[[ SUPPLIED RECORDS, beginning ]]
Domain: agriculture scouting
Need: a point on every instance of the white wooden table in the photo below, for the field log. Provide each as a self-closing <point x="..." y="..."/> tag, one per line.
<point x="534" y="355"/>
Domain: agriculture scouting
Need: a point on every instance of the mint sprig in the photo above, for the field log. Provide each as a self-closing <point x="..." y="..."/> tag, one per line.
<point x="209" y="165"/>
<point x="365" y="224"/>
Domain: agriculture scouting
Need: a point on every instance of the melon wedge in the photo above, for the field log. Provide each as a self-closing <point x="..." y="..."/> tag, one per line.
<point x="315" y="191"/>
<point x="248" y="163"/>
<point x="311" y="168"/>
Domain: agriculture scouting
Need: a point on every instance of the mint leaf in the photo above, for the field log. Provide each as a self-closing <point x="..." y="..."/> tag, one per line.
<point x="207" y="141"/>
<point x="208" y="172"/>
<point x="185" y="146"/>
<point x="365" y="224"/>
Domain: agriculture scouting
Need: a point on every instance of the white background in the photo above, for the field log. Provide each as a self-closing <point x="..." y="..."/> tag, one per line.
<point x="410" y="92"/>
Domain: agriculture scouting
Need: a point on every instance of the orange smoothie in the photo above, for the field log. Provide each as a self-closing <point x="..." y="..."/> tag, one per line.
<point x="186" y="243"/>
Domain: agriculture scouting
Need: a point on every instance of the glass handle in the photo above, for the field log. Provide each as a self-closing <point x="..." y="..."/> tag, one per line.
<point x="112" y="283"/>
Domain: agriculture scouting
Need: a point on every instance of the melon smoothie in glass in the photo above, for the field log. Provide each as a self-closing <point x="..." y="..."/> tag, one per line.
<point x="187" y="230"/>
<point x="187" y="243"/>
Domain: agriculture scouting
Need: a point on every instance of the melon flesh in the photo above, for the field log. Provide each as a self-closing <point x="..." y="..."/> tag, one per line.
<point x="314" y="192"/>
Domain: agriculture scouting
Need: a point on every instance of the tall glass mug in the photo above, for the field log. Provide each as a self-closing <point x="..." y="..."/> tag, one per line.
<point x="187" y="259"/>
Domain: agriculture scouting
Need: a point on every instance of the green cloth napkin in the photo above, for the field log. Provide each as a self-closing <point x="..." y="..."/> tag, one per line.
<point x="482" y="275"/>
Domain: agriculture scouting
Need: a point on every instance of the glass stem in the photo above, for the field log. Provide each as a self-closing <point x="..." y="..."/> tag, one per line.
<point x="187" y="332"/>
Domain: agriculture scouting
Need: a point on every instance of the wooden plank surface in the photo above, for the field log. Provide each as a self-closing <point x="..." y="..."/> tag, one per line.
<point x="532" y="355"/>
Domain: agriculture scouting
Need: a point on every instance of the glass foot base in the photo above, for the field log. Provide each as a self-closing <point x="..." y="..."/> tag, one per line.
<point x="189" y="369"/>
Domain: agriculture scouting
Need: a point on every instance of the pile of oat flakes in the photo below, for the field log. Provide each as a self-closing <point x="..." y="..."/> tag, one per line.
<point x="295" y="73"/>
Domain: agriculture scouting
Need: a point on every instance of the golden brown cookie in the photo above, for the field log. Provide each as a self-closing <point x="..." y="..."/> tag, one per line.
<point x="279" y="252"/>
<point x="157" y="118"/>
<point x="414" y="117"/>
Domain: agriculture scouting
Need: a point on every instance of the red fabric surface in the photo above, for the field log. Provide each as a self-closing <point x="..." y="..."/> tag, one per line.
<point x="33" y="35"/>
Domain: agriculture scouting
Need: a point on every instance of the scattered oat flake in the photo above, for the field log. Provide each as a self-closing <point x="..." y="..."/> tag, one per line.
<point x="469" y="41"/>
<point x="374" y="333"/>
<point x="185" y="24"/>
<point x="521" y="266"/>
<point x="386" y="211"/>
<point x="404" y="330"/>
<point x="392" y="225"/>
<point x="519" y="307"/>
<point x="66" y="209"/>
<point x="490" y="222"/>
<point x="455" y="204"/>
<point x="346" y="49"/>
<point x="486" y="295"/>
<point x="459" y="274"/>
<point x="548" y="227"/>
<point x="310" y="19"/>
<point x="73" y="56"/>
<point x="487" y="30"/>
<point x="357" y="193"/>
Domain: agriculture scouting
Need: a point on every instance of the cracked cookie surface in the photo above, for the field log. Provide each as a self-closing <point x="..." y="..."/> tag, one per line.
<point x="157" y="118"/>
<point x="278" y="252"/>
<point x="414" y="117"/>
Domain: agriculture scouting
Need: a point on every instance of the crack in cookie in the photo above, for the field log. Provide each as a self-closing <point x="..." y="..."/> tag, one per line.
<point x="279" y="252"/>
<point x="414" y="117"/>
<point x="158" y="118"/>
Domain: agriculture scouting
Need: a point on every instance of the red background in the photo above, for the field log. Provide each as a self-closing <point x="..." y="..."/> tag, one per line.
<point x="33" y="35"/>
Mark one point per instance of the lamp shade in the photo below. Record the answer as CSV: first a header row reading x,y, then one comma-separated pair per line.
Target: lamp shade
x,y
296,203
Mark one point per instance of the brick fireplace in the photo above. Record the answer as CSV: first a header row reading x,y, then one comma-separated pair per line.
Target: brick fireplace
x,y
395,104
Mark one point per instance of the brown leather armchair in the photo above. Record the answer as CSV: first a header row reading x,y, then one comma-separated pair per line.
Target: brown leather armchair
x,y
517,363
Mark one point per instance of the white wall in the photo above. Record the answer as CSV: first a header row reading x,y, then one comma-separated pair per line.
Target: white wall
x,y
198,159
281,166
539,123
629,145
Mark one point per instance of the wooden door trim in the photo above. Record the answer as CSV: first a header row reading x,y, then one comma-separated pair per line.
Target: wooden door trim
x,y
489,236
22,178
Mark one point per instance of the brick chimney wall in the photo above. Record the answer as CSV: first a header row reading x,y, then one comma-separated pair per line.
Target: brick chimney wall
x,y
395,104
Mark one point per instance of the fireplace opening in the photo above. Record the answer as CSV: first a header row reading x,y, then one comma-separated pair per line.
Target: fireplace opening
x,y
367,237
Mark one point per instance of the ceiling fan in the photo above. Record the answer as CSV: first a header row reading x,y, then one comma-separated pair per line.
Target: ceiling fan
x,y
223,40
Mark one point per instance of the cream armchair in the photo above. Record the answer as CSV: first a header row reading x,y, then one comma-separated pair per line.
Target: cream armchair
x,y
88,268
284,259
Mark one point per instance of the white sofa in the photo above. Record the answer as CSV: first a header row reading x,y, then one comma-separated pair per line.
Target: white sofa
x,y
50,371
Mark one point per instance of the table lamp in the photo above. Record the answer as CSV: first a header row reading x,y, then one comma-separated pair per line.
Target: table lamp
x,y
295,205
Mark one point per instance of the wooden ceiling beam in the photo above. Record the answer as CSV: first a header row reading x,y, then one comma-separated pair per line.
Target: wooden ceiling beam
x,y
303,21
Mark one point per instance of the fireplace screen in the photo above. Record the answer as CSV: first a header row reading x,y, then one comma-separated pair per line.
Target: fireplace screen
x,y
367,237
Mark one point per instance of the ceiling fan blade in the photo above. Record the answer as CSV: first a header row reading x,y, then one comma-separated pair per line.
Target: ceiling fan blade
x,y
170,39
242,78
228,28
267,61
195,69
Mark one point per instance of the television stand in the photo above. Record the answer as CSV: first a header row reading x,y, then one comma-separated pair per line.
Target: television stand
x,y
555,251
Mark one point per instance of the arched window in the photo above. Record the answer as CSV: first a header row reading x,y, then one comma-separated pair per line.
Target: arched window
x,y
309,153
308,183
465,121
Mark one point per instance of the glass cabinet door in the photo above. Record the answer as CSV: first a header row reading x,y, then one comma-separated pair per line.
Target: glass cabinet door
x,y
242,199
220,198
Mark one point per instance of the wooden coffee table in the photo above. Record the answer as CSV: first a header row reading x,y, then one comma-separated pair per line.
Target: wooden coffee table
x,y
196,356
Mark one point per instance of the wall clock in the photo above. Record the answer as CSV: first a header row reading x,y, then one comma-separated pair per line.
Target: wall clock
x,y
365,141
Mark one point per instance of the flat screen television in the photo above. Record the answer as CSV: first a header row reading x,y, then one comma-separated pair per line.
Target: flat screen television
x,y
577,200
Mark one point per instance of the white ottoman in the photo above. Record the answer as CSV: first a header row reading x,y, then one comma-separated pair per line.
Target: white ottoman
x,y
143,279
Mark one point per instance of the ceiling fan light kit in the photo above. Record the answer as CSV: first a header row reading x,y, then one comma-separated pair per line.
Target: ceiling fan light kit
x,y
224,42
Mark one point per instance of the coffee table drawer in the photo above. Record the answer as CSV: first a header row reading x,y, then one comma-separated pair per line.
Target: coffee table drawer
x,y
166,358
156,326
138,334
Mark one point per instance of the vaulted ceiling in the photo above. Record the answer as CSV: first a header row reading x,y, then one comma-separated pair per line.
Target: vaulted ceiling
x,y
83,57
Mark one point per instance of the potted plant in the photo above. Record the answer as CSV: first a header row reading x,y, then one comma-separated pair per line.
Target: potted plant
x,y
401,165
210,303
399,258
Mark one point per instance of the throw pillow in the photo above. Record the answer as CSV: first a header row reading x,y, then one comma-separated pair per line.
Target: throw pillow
[[ SUPPLIED RECORDS, end ]]
▶ **WORK TO COMPLETE**
Copy out each line in the preceding records that contains "throw".

▶ **ANSWER BELOW**
Mark one point per instance of the throw pillow in the photo above. Record the answer as CSV: first a header row reading x,y, then one comma-separated pair per line.
Target: throw pillow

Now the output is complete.